Try it →
In the film marketing essay below, copy word for word the passage starting with "Advertising materials are" and going on through "it, that’s how.".

Given text →
▶

​Stephanie Allen​ on the Problem with Independent Film Marketing

A poster/flyer board along Main St. during the Sundance Film Festival

Stephanie Allen

Stephanie Allen recently retired from her co-executive VP of marketing job at Fox Searchlight to focus on an MFA in Interdisciplinary Arts at Goddard College. Allen spent 10 years at Searchlight conceptualizing and producing award-winning ad campaigns for films such as Slumdog Millionaire, Little Miss Sunshine, and Sideways. Her eclectic career path has included gigs at Rolling Stone, TriStar Pictures and Orion Pictures.


The problem with film marketing—and I do believe it is a problem—is that it has become so important, so vital to the business of film distribution, key in fact to gaining any return on investment in the film business, that filmmaking trails behind film marketing in importance. I say this without sarcasm or glibness, and also, with a deep feeling of sadness.

I got into movie marketing because I needed a job and a family friend introduced me to a man who had a boutique agency that designed posters for movies. I was 20 and got hired because I didn’t blink during the interview. The movie poster business at that time was a relatively new creative business—it was the ’70s—and the work seemed to always be in service to the movie itself. Or so it seemed to my starry-eyed idealistic self.

In recent years, I had the privilege to work for an successful movie company releasing movies that were simultaneously award winners, critical darlings and audience favorites—a filmmaking trifecta. But as social media and online media and tighter budgets and changing habits and less and less newspapers and too many emails have taken over the business of releasing movies, movie marketing has become the king of the hill of the business.

Movie marketing has become the king of the hill of the business.

Advertising materials are tested and retested. That process helps make for more responsible spending of the millions of media dollars necessary to break through media message clutter in order to attract enough attention to any one movie for the public to even be aware that movie is coming out in the theater. Testing costs lots of money. Marketing spends lots of money. How do you reconcile the value of spending $150,000 on a song for a 30-second TV commercial with a $50,000 music budget for the entire feature? The P&L reconciles it, that’s how.

As the business itself gets riskier it seems that both distributors and audiences want to play it safer. We want to know everything before we go to the theater and sometimes we know so much we eliminate the experience of discovery and surprise.

Love of movies is what I optimistically believe brings most people into the movie business. Love of marketing may regretfully be what will keep them in it. Because those that stay in the movie business realize quickly enough that the hours are long and hard, the competition fierce, the work often tedious, sometimes boring, even (on occasion) demeaning.

But it is worthwhile to pause and remember there would be no movie marketing without the movie itself. Well, who knows? I guess there could be. Sometimes a movie comes and goes so fast in one weekend it feels that all there was to it was the marketing. But creativity takes time, getting a movie financed and making that movie take time.

I wish we as the ticket buying audience and as the movie making business could be more patient and more generous and give movies time to find their audience. A little more time, a little less marketing.

◀

Region pointing data →
▶

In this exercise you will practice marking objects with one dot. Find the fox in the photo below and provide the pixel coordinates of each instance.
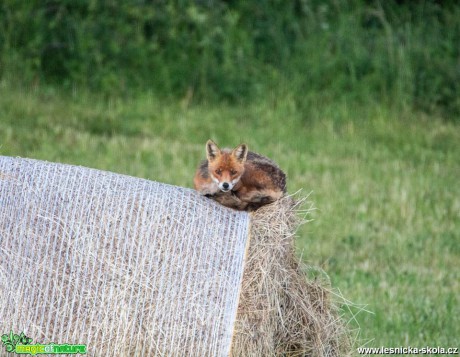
(238, 178)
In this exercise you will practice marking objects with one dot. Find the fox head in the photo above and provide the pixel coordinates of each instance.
(226, 166)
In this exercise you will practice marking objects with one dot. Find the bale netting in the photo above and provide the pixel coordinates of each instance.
(281, 312)
(127, 266)
(131, 267)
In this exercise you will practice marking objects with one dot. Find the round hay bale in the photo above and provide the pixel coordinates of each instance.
(281, 312)
(132, 267)
(127, 266)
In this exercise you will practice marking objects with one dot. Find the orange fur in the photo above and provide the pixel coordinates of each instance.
(238, 178)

◀

Output of the exercise →
Advertising materials are tested and retested. That process helps make for more responsible spending of the millions of media dollars necessary to break through media message clutter in order to attract enough attention to any one movie for the public to even be aware that movie is coming out in the theater. Testing costs lots of money. Marketing spends lots of money. How do you reconcile the value of spending $150,000 on a song for a 30-second TV commercial with a $50,000 music budget for the entire feature? The P&L reconciles it, that’s how.